- **Task prompt**: Write each record again exactly as it stands.

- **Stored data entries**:
════════
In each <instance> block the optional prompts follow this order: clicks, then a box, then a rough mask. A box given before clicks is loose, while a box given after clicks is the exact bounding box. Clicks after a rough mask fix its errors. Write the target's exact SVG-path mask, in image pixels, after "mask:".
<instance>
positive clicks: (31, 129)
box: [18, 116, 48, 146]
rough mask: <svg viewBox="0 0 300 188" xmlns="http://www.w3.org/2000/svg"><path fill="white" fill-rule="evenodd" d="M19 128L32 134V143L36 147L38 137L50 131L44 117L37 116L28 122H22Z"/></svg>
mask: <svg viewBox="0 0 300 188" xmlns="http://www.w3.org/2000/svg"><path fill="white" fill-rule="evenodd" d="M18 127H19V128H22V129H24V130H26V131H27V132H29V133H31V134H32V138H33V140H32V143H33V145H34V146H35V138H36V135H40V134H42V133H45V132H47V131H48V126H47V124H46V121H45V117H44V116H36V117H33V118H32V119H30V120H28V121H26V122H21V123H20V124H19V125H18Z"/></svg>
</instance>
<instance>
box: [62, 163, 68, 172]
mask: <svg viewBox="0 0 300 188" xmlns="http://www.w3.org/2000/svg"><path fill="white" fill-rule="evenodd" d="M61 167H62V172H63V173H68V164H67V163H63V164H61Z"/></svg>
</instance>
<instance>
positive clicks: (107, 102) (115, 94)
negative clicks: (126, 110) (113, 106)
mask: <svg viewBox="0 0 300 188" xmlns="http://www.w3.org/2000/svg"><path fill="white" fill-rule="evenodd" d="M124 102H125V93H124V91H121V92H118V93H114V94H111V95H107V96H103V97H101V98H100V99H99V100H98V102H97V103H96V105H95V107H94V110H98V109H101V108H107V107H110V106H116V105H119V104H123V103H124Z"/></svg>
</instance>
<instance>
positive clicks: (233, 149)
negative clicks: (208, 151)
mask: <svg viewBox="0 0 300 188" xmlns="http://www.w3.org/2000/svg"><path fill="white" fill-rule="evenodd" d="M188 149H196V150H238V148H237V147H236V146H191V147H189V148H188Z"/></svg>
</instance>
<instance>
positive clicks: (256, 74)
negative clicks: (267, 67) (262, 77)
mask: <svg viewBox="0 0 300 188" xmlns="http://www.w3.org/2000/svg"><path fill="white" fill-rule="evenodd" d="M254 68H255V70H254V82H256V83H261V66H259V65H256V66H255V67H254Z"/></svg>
════════
- **Response area**:
In each <instance> block the optional prompts follow this order: clicks, then a box, then a rough mask. A box given before clicks is loose, while a box given after clicks is the exact bounding box. Clicks after a rough mask fix its errors. Write the target's exact SVG-path mask, in image pixels, after "mask:".
<instance>
positive clicks: (31, 129)
box: [18, 116, 48, 146]
rough mask: <svg viewBox="0 0 300 188" xmlns="http://www.w3.org/2000/svg"><path fill="white" fill-rule="evenodd" d="M19 128L32 134V143L36 147L38 137L50 131L44 117L37 116L28 122H22Z"/></svg>
mask: <svg viewBox="0 0 300 188" xmlns="http://www.w3.org/2000/svg"><path fill="white" fill-rule="evenodd" d="M18 127H19V128H22V129H24V130H26V131H27V132H29V133H31V134H32V138H33V140H32V143H33V145H34V146H35V138H36V135H40V134H42V133H45V132H47V131H48V126H47V124H46V121H45V117H44V116H36V117H33V118H32V119H30V120H28V121H26V122H21V123H20V124H19V125H18Z"/></svg>
</instance>
<instance>
box: [62, 163, 68, 172]
mask: <svg viewBox="0 0 300 188" xmlns="http://www.w3.org/2000/svg"><path fill="white" fill-rule="evenodd" d="M61 167H62V172H63V173H68V164H67V163H63V164H61Z"/></svg>
</instance>
<instance>
positive clicks: (107, 102) (115, 94)
negative clicks: (126, 110) (113, 106)
mask: <svg viewBox="0 0 300 188" xmlns="http://www.w3.org/2000/svg"><path fill="white" fill-rule="evenodd" d="M124 102H125V93H124V91H121V92H118V93H114V94H111V95H107V96H103V97H101V98H100V99H99V100H98V102H97V103H96V105H95V107H94V110H98V109H101V108H107V107H110V106H116V105H119V104H123V103H124Z"/></svg>
</instance>
<instance>
positive clicks: (233, 149)
negative clicks: (208, 151)
mask: <svg viewBox="0 0 300 188" xmlns="http://www.w3.org/2000/svg"><path fill="white" fill-rule="evenodd" d="M188 149H196V150H238V148H237V147H236V146H191V147H189V148H188Z"/></svg>
</instance>
<instance>
positive clicks: (256, 74)
negative clicks: (267, 67) (262, 77)
mask: <svg viewBox="0 0 300 188" xmlns="http://www.w3.org/2000/svg"><path fill="white" fill-rule="evenodd" d="M254 68H255V70H254V82H256V83H261V66H259V65H256V66H255V67H254Z"/></svg>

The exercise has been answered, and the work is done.